----- RECORDS FOR THE TASK
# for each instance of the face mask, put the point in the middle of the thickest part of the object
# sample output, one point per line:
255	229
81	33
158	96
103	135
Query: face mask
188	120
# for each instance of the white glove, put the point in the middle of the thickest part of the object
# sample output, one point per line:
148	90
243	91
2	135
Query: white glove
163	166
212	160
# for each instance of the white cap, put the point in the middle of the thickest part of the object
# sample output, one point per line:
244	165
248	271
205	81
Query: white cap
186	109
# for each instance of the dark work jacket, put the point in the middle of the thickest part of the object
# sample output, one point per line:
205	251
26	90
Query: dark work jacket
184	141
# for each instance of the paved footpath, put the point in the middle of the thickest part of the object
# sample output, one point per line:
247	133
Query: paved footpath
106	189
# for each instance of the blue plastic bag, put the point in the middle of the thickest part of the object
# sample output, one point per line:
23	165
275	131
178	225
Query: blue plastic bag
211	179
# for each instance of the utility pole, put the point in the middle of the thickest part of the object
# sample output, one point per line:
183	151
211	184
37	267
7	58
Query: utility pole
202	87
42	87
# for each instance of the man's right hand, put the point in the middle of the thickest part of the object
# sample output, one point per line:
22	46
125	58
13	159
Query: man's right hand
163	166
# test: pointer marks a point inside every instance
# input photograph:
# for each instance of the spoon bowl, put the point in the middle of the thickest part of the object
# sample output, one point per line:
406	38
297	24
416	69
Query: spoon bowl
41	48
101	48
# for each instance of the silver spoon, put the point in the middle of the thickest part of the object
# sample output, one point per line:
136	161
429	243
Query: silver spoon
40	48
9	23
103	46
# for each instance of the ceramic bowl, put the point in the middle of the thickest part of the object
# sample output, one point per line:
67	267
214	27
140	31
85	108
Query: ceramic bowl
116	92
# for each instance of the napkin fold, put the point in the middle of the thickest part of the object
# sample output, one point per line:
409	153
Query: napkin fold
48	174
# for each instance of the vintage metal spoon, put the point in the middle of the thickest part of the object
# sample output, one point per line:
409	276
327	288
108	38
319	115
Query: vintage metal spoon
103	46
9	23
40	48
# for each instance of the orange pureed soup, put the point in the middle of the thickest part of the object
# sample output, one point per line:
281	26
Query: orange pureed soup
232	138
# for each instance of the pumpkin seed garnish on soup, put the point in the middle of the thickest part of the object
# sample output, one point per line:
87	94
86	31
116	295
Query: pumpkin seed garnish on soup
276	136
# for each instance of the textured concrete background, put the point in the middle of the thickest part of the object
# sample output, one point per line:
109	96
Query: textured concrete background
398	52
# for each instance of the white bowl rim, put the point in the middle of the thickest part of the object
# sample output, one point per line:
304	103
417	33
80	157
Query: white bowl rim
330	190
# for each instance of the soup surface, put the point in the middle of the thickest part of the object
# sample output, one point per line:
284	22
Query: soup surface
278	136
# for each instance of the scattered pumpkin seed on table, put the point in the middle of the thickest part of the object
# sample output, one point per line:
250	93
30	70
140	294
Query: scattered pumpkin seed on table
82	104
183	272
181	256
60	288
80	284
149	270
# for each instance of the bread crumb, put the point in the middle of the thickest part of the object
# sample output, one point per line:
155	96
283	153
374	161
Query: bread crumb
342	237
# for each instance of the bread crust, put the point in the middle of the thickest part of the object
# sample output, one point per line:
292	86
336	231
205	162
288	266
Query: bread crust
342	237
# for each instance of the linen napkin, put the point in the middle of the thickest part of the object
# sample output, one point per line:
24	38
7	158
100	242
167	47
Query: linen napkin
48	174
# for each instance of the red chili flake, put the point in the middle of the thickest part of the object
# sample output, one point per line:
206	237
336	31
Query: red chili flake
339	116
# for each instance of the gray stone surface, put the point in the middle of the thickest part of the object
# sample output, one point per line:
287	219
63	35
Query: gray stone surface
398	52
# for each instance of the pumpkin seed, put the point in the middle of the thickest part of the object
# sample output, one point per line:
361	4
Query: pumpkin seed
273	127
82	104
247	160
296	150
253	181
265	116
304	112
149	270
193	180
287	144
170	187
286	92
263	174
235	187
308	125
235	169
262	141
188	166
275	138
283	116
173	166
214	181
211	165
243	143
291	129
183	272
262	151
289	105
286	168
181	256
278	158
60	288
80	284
----------
**DIRECTIVE**
Locate the line that contains "# for each instance of the scattered", then please quote it and every line after it to the end of the entries above, exactly and with nothing else.

**SOLUTION**
# for each instance of the scattered pumpkin seed on table, put the point in the middle of the thickest part of the object
# sample output, one point per line:
250	93
30	70
140	294
Query: scattered pumpkin seed on table
82	104
183	272
181	256
60	288
80	284
149	270
# for each instance of the bread crumb, put the point in the middle of the thickest part of the object
# sample output, one point per line:
155	96
283	153
374	161
Query: bread crumb
342	237
# for each instance of the bread crust, put the point in the middle of the thickest part of the object
# sample output, one point per line:
292	86
336	231
205	162
288	266
Query: bread crust
342	237
# for each instance of the linen napkin, put the point in the middle of the thickest part of the object
# sample output, one point per line:
24	38
7	158
100	242
167	47
Query: linen napkin
48	174
# for each instance of the red chili flake, put the point in the middle of the thickest part of the object
# sample output, one point per line:
206	237
336	31
Query: red chili flake
339	116
# for each instance of the gray stone surface, put the point in the middle of the thickest part of the object
# sample output, one point per line:
287	219
63	35
Query: gray stone surface
398	52
# for each instance of the pumpkin seed, put the point in the middle of the thickest part of the object
# sample output, one point per line:
361	4
Query: pumpkin seed
273	127
82	104
247	160
296	150
253	181
265	116
304	112
149	270
193	180
287	144
170	187
286	92
263	174
235	187
308	125
235	169
262	141
188	166
275	138
283	116
173	166
214	181
211	165
243	143
291	129
183	272
262	151
289	105
286	168
181	256
278	158
60	288
80	284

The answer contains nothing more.